== Recorded data ==
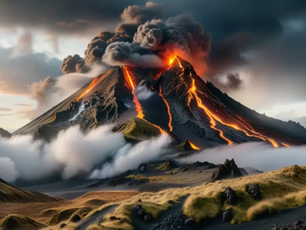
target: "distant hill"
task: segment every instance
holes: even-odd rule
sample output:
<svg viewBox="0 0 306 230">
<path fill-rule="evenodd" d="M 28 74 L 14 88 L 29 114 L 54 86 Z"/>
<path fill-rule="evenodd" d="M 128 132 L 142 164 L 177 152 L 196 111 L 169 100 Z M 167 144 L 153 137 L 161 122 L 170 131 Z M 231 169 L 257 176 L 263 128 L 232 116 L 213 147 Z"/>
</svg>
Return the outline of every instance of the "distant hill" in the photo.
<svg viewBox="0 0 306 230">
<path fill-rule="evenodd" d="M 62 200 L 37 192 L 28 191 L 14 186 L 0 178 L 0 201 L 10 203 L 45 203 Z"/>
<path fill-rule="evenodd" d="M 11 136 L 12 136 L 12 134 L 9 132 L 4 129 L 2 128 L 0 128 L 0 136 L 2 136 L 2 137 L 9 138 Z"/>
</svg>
* * *
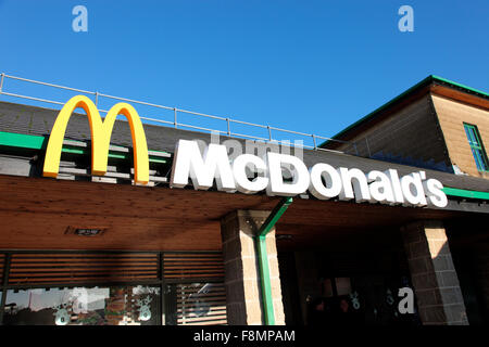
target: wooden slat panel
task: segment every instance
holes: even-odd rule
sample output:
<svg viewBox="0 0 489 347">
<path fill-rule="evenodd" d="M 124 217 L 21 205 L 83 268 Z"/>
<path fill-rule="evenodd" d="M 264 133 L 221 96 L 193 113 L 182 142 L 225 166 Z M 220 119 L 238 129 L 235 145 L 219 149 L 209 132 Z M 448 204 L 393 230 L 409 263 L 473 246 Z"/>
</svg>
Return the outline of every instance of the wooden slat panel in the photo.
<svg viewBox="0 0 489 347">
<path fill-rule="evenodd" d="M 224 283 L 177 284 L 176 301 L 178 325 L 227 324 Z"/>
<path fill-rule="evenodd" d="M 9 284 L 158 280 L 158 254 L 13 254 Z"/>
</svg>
* * *
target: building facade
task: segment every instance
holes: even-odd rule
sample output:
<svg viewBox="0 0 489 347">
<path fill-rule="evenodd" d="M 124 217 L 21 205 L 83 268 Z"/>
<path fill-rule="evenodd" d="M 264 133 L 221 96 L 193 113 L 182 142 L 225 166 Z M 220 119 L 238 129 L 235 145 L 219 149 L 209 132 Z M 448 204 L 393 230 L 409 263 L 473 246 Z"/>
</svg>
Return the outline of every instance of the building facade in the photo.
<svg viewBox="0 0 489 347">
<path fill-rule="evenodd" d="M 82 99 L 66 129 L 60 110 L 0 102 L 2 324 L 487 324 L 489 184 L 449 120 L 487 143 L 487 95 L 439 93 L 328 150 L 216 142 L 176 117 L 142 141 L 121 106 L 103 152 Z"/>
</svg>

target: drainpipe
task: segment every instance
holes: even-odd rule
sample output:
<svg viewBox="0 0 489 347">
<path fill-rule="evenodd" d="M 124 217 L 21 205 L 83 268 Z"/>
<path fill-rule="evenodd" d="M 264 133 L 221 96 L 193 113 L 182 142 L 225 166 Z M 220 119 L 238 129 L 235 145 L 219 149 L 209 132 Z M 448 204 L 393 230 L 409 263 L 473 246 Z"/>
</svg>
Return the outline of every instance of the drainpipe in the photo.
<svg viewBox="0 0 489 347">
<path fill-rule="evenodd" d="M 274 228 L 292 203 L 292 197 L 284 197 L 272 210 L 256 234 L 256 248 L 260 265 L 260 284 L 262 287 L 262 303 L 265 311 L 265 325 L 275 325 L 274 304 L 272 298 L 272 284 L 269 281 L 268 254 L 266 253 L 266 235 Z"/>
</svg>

== Job ==
Give back, unchanged, each line from the items above that contains the word "panel".

== Task response ==
target: wooden slat panel
Return the outline of every instance of the wooden slat panel in the photo.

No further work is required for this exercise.